▸ WHAT TO PRODUCE:
Write out all of the records again, swapping each "a single point" for "one point" and leaving everything else as it is.

::: PROVIDED RECORDS :::

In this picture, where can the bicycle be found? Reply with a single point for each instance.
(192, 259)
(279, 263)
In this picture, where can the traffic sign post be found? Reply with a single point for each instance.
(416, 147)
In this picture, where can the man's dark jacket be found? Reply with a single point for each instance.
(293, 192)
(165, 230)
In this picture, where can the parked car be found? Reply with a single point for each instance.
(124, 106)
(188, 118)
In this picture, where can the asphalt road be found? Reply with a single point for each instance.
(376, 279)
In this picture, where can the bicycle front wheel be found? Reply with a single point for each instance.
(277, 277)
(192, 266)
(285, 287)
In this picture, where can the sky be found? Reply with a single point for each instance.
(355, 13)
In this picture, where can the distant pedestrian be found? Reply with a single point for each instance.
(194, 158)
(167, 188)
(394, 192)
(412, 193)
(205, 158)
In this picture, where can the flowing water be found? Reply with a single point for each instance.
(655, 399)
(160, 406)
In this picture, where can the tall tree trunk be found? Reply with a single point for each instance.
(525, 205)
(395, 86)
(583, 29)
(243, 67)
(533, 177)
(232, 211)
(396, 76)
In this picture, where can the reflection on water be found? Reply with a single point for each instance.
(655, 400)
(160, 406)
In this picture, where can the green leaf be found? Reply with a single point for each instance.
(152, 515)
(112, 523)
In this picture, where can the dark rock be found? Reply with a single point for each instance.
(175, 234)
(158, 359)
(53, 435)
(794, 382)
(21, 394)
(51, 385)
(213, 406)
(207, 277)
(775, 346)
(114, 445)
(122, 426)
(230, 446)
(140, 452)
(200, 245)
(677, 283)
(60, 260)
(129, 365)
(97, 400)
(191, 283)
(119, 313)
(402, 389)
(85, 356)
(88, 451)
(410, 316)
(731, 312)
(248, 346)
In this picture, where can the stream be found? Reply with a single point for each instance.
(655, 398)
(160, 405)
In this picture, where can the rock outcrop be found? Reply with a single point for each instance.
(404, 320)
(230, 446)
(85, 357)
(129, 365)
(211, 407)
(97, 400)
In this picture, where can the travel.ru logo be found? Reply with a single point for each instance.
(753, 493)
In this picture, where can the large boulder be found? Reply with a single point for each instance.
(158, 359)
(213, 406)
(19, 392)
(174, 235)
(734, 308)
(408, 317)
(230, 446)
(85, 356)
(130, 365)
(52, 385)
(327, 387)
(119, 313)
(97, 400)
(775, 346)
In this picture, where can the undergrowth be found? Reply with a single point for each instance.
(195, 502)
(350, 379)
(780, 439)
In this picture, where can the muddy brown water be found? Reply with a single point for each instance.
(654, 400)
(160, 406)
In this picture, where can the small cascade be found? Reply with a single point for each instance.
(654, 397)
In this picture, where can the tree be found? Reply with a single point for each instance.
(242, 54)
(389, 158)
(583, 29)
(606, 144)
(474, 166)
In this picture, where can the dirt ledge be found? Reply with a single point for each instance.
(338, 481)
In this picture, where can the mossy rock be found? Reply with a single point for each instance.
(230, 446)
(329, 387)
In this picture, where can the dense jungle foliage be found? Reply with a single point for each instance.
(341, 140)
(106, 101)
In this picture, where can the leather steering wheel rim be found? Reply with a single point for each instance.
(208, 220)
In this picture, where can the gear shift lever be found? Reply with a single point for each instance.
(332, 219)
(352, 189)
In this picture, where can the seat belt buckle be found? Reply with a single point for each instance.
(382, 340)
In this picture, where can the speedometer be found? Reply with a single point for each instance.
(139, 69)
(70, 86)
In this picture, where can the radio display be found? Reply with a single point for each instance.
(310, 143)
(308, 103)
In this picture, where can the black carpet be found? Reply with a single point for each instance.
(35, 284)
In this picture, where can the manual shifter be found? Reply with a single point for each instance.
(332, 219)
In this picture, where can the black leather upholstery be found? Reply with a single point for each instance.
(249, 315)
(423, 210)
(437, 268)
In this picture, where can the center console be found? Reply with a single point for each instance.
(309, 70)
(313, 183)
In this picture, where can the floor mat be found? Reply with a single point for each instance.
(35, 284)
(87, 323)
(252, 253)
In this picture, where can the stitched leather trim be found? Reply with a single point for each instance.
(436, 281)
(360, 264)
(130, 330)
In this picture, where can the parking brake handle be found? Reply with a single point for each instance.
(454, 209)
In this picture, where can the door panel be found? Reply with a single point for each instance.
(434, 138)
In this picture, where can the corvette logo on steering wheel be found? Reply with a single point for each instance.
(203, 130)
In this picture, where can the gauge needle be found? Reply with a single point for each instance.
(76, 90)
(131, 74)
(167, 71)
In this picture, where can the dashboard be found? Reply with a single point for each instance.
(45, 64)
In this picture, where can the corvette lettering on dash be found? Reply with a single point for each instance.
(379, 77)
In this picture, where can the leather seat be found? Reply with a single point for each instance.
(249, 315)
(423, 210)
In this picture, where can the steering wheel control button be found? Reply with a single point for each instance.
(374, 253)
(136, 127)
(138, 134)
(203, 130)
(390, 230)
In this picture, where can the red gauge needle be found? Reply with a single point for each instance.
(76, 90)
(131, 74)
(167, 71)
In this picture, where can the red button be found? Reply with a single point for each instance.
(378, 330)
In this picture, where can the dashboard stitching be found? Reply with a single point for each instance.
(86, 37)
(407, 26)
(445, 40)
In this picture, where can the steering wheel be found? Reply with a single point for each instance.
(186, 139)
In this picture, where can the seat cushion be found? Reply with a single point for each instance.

:::

▸ TASK RESPONSE:
In this picture, where can the bicycle be found? Reply with one point for each instance.
(192, 259)
(279, 263)
In this picture, where can the traffic sign post be found? Reply with one point for each instance.
(416, 147)
In this picture, where can the man's dark jacket be found? Reply with one point for each instance.
(293, 192)
(165, 230)
In this picture, where can the parked car be found? Reply with one point for each instance.
(124, 106)
(188, 118)
In this picture, where can the asphalt road be found? Reply with one point for each instance.
(376, 279)
In this picture, where can the bicycle front wheel be found? Reply with one point for each instance.
(277, 277)
(192, 266)
(285, 287)
In this picture, where can the sky be found? Reply with one point for each instance.
(355, 13)
In this picture, where can the distant pedestrian be found? Reply with one point for each instance.
(194, 158)
(167, 188)
(394, 192)
(412, 193)
(205, 158)
In this picture, where can the flowing water be found? Reply with one point for each instance.
(655, 399)
(160, 406)
In this picture, where can the tall tree trunk be found? Reply with one point for each instance.
(525, 205)
(395, 86)
(583, 29)
(243, 67)
(533, 177)
(232, 211)
(396, 76)
In this picture, where can the reflection on water be found? Reply with one point for each instance.
(655, 400)
(160, 406)
In this picture, where can the green leaf be found? Reply with one point for each instance.
(152, 515)
(112, 523)
In this picture, where can the dark rock be found? Reply with one point for each instance.
(175, 234)
(158, 359)
(53, 435)
(794, 382)
(21, 394)
(51, 385)
(213, 406)
(207, 277)
(775, 346)
(114, 445)
(122, 426)
(230, 446)
(140, 452)
(200, 245)
(677, 283)
(60, 260)
(129, 365)
(97, 400)
(191, 283)
(119, 313)
(402, 389)
(85, 356)
(88, 451)
(410, 316)
(731, 312)
(248, 346)
In this picture, where can the stream be found? Reply with one point for each instance.
(655, 398)
(160, 405)
In this picture, where can the rock outcrop be found? Reply with one point for each instance.
(404, 320)
(230, 446)
(85, 357)
(129, 365)
(211, 407)
(97, 400)
In this picture, where can the travel.ru logo be found? Reply with one point for each instance.
(753, 493)
In this picture, where can the large boulder be found? Reply with one point for each instance.
(158, 359)
(213, 406)
(19, 392)
(174, 235)
(734, 308)
(408, 317)
(230, 446)
(85, 356)
(130, 365)
(52, 385)
(327, 387)
(119, 313)
(97, 400)
(775, 346)
In this picture, where can the undergrowth be found? Reply with one point for each instance.
(195, 502)
(350, 379)
(780, 439)
In this picture, where can the muddy brown water be found? Reply with one point for each instance.
(654, 400)
(160, 406)
In this picture, where can the small cascade be found? Reply with one point for each instance.
(654, 397)
In this picture, where can the tree be found? Reply with one point for each instance.
(242, 54)
(389, 158)
(583, 29)
(606, 144)
(474, 166)
In this picture, where can the dirt ledge be found? Reply with one point for each instance.
(338, 481)
In this picture, where can the mossy rock be found? Reply with one point for each instance.
(230, 446)
(329, 387)
In this picture, where can the dense jungle foliage be found? Reply with one point for each instance.
(341, 140)
(106, 101)
In this picture, where can the leather steering wheel rim be found? Reply with one point for each instance.
(208, 220)
In this picture, where can the gear shift lever be found? Reply with one point for each instance.
(332, 219)
(352, 189)
In this picture, where can the seat belt buckle be found? Reply with one point for each instance.
(382, 340)
In this picture, where can the speedometer be found? Reply with one point for each instance.
(139, 69)
(70, 86)
In this picture, where can the radio display be found? Reply with one point for each instance.
(310, 143)
(308, 103)
In this picture, where can the black carpet be found? Reply with one point for each instance.
(35, 284)
In this picture, where can the manual shifter be found? Reply with one point for each instance.
(332, 219)
In this picture, where can the black leather upholstery be found? Reply with one point for each instance.
(249, 315)
(423, 210)
(437, 268)
In this picture, where can the center console be found? Reply with one point for each instance.
(309, 70)
(313, 183)
In this picture, where can the floor mat be found? Reply with one point for each instance.
(35, 284)
(87, 323)
(252, 253)
In this picture, where can the stitched leather trim be found? Reply with one point for each instance.
(436, 281)
(360, 264)
(130, 330)
In this picture, where can the parking brake handle be found? Reply with one point for each instance.
(454, 209)
In this picture, where can the door panel be found? Reply with one point for each instance.
(434, 138)
In this picture, where can the corvette logo on steering wheel be found? Reply with one point for each instance.
(203, 130)
In this picture, where can the gauge needle be found? Reply with one point for each instance.
(76, 90)
(131, 74)
(167, 71)
In this picture, where can the dashboard be found? Reply with one point for each instance.
(45, 64)
In this picture, where can the corvette lettering on dash be found? Reply with one point for each instance.
(379, 77)
In this picture, where can the leather seat be found? Reply with one point for each instance.
(249, 315)
(423, 210)
In this picture, where can the steering wheel control button be found? Reply with one point for each instance.
(374, 253)
(136, 127)
(138, 134)
(203, 130)
(390, 230)
In this picture, where can the red gauge needle be found? Reply with one point for each instance.
(76, 90)
(131, 74)
(167, 71)
In this picture, where can the red button be found? Reply with one point for each instance.
(378, 330)
In this picture, where can the dashboard stitching be found? Reply with one point for each instance.
(86, 37)
(407, 26)
(445, 40)
In this picture, where can the steering wheel be found? Reply with one point for each instance.
(186, 139)
In this picture, where can the seat cushion be found? Reply with one point for each instance.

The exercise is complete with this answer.